What to work on →
Please copy the listing below, replacing every "for example" with "as a sample" and keeping everything else the same.

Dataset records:

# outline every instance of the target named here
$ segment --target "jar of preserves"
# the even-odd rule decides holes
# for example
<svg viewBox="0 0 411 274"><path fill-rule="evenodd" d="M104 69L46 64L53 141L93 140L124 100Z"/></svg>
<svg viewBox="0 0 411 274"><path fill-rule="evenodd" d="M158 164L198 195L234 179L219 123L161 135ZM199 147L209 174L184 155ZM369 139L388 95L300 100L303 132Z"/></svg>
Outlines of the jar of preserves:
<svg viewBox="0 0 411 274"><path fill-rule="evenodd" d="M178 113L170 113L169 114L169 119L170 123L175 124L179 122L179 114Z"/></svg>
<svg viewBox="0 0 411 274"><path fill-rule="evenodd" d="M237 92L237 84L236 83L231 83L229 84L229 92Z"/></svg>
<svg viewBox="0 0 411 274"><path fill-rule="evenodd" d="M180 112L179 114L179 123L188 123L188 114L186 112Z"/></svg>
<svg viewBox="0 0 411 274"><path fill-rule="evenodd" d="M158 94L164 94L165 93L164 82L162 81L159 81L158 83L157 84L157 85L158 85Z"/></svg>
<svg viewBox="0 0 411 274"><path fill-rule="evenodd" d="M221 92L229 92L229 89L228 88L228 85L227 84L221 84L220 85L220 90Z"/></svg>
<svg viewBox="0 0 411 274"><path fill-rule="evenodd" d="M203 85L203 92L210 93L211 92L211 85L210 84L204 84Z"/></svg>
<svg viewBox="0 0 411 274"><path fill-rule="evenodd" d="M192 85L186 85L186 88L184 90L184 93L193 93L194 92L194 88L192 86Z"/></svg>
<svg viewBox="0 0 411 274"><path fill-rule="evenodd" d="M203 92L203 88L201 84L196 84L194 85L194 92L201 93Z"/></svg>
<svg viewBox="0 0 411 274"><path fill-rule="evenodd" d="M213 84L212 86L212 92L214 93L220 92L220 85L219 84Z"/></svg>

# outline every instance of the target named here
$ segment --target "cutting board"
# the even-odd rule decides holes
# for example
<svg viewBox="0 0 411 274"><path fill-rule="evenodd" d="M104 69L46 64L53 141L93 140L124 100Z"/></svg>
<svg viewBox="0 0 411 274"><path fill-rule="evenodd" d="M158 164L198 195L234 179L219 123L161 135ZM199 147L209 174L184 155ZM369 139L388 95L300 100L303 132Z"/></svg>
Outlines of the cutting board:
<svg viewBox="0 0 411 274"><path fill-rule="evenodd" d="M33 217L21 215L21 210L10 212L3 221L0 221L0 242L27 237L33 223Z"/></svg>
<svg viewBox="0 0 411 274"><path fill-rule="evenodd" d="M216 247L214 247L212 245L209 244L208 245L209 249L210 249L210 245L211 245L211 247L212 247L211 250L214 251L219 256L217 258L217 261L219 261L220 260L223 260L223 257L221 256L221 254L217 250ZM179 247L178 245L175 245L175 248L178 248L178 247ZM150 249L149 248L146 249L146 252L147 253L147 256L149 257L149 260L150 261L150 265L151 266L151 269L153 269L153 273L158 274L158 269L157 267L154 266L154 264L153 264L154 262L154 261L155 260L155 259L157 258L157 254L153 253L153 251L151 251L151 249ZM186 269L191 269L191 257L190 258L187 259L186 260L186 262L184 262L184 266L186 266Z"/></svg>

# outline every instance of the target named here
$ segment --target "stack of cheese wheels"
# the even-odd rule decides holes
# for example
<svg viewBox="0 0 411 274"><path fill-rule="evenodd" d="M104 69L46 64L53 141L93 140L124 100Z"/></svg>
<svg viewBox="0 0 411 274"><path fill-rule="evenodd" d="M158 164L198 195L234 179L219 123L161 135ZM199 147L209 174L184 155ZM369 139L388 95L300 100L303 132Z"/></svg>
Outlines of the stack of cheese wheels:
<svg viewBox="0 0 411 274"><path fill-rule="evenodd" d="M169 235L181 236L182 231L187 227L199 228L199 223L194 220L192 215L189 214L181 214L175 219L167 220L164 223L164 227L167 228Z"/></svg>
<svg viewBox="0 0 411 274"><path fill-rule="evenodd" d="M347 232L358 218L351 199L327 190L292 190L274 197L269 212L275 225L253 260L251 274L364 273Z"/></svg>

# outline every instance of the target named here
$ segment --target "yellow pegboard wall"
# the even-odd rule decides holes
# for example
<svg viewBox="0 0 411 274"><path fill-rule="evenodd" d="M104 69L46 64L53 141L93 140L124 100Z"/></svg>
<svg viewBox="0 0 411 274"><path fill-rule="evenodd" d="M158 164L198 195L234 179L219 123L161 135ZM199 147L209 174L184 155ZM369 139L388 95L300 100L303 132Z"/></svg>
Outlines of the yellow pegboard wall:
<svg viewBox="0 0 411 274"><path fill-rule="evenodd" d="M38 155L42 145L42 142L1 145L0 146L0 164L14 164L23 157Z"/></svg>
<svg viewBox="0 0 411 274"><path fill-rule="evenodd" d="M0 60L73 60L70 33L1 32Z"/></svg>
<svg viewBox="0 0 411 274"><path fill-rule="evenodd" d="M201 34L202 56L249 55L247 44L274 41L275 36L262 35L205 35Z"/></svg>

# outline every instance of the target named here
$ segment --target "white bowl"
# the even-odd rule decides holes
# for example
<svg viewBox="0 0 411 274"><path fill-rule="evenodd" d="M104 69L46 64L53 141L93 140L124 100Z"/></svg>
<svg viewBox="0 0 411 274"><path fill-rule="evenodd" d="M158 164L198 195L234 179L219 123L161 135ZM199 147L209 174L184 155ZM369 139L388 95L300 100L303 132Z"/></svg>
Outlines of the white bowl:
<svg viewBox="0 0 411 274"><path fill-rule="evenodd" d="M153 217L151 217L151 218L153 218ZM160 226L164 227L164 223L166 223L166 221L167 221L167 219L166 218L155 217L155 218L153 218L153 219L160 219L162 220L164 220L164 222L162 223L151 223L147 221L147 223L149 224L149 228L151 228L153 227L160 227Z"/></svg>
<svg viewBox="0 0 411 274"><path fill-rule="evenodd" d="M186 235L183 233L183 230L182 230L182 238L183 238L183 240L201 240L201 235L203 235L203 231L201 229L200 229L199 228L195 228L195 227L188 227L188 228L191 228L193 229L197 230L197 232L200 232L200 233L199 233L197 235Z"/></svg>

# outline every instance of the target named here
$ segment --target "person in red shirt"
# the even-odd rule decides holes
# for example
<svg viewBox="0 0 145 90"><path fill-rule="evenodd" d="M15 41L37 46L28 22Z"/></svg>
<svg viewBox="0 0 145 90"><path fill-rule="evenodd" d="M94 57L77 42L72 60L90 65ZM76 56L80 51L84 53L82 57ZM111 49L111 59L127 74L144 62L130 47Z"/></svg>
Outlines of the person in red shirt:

Answer to the task →
# outline every instance of the target named here
$ segment --target "jar of preserves"
# the even-odd rule decides holes
# as a sample
<svg viewBox="0 0 411 274"><path fill-rule="evenodd" d="M104 69L46 64L53 141L93 140L124 100Z"/></svg>
<svg viewBox="0 0 411 274"><path fill-rule="evenodd" d="M158 164L198 195L234 179L219 123L161 135ZM199 147L209 174L184 155ZM369 139L388 95L300 100L303 132Z"/></svg>
Outlines of the jar of preserves:
<svg viewBox="0 0 411 274"><path fill-rule="evenodd" d="M178 113L170 113L169 114L169 119L170 123L175 124L179 122L179 114Z"/></svg>
<svg viewBox="0 0 411 274"><path fill-rule="evenodd" d="M237 92L237 84L236 83L231 83L229 84L229 92Z"/></svg>
<svg viewBox="0 0 411 274"><path fill-rule="evenodd" d="M180 112L179 114L179 123L188 123L188 114L186 112Z"/></svg>
<svg viewBox="0 0 411 274"><path fill-rule="evenodd" d="M158 94L164 94L165 93L164 82L162 81L159 81L158 83L157 84L157 85L158 85Z"/></svg>
<svg viewBox="0 0 411 274"><path fill-rule="evenodd" d="M221 92L229 92L229 89L228 88L228 85L227 84L221 84L220 85L220 90Z"/></svg>
<svg viewBox="0 0 411 274"><path fill-rule="evenodd" d="M203 85L203 92L210 93L211 92L211 85L210 84L204 84Z"/></svg>
<svg viewBox="0 0 411 274"><path fill-rule="evenodd" d="M192 85L186 85L186 88L184 90L184 93L193 93L194 92L194 88L192 86Z"/></svg>
<svg viewBox="0 0 411 274"><path fill-rule="evenodd" d="M203 92L203 88L201 84L196 84L194 85L194 92L201 93Z"/></svg>
<svg viewBox="0 0 411 274"><path fill-rule="evenodd" d="M213 84L212 86L212 92L214 93L220 92L220 85L219 84Z"/></svg>

# outline every instance of the target named here
$ segment --target "cutting board"
# the even-odd rule decides holes
# as a sample
<svg viewBox="0 0 411 274"><path fill-rule="evenodd" d="M104 69L46 64L53 141L93 140L124 100Z"/></svg>
<svg viewBox="0 0 411 274"><path fill-rule="evenodd" d="M158 164L198 195L234 179L219 123L161 135ZM199 147L209 174L184 155ZM369 139L388 95L300 100L303 132Z"/></svg>
Outlines of the cutting board:
<svg viewBox="0 0 411 274"><path fill-rule="evenodd" d="M33 217L21 215L21 210L10 212L3 221L0 221L0 242L27 237L33 223Z"/></svg>
<svg viewBox="0 0 411 274"><path fill-rule="evenodd" d="M216 247L214 247L212 245L209 244L208 245L209 249L210 249L210 245L211 245L211 247L212 247L211 250L214 251L219 256L217 258L217 261L219 261L220 260L223 260L223 257L221 256L221 254L217 250ZM179 247L178 245L175 245L175 248L178 248L178 247ZM150 249L149 248L146 249L146 252L147 253L147 256L149 257L149 260L150 261L150 265L151 266L151 269L153 269L153 273L158 274L158 269L157 267L154 266L154 264L153 264L154 262L154 261L155 260L155 259L157 258L157 254L153 253L153 251L151 251L151 249ZM186 269L191 269L191 257L190 258L187 259L186 260L186 262L184 262L184 266L186 266Z"/></svg>

# outline every instance of the target named here
$ segment --target "stack of cheese wheels"
# the even-odd rule decides holes
# as a sample
<svg viewBox="0 0 411 274"><path fill-rule="evenodd" d="M104 69L46 64L53 141L93 140L124 100Z"/></svg>
<svg viewBox="0 0 411 274"><path fill-rule="evenodd" d="M158 164L198 195L234 179L219 123L161 135ZM199 147L209 174L184 155ZM369 139L388 95L300 100L303 132Z"/></svg>
Outlines of the stack of cheese wheels:
<svg viewBox="0 0 411 274"><path fill-rule="evenodd" d="M169 235L181 236L182 231L187 227L199 228L199 223L194 220L192 215L189 214L181 214L175 219L167 220L164 223L164 227L167 228Z"/></svg>
<svg viewBox="0 0 411 274"><path fill-rule="evenodd" d="M347 232L358 218L351 199L327 190L292 190L274 197L269 212L275 225L253 260L251 274L364 273Z"/></svg>

# outline every instance of the target named here
$ segment --target "yellow pegboard wall"
# the even-odd rule decides holes
# as a sample
<svg viewBox="0 0 411 274"><path fill-rule="evenodd" d="M104 69L46 64L53 141L93 140L124 100Z"/></svg>
<svg viewBox="0 0 411 274"><path fill-rule="evenodd" d="M158 164L198 195L234 179L219 123L161 135ZM199 147L209 174L184 155ZM369 139L388 95L300 100L303 132Z"/></svg>
Outlines of the yellow pegboard wall:
<svg viewBox="0 0 411 274"><path fill-rule="evenodd" d="M38 155L42 145L42 142L1 145L0 146L0 164L14 164L23 157Z"/></svg>
<svg viewBox="0 0 411 274"><path fill-rule="evenodd" d="M0 60L73 60L70 33L1 32Z"/></svg>
<svg viewBox="0 0 411 274"><path fill-rule="evenodd" d="M201 34L202 56L249 55L247 44L274 41L275 36L262 35L205 35Z"/></svg>

# outline every instance of the target named here
$ segment --target "white bowl"
# the even-odd rule decides holes
# as a sample
<svg viewBox="0 0 411 274"><path fill-rule="evenodd" d="M104 69L46 64L53 141L93 140L124 100Z"/></svg>
<svg viewBox="0 0 411 274"><path fill-rule="evenodd" d="M158 164L198 195L234 179L219 123L161 135ZM199 147L209 174L184 155ZM369 139L388 95L300 100L303 132Z"/></svg>
Outlines of the white bowl:
<svg viewBox="0 0 411 274"><path fill-rule="evenodd" d="M153 217L151 217L151 218L153 218ZM160 226L164 227L164 223L166 223L166 221L167 221L167 219L166 218L155 217L155 218L153 218L153 219L160 219L162 220L164 220L164 222L162 223L151 223L147 221L147 223L149 224L149 228L151 228L153 227L160 227Z"/></svg>
<svg viewBox="0 0 411 274"><path fill-rule="evenodd" d="M186 235L183 233L183 230L182 230L182 238L183 238L183 240L201 240L201 235L203 235L203 231L201 229L200 229L199 228L195 228L195 227L188 227L188 228L191 228L193 229L197 230L197 232L200 232L200 233L199 233L197 235Z"/></svg>

# outline every instance of the target named here
$ segment --target "person in red shirt"
# the even-odd rule decides holes
# as a sample
<svg viewBox="0 0 145 90"><path fill-rule="evenodd" d="M15 41L37 46L28 22Z"/></svg>
<svg viewBox="0 0 145 90"><path fill-rule="evenodd" d="M94 57L77 42L72 60L90 65ZM76 56L80 51L84 53L82 57ZM111 49L111 59L127 74L144 62L130 47Z"/></svg>
Outlines of the person in red shirt:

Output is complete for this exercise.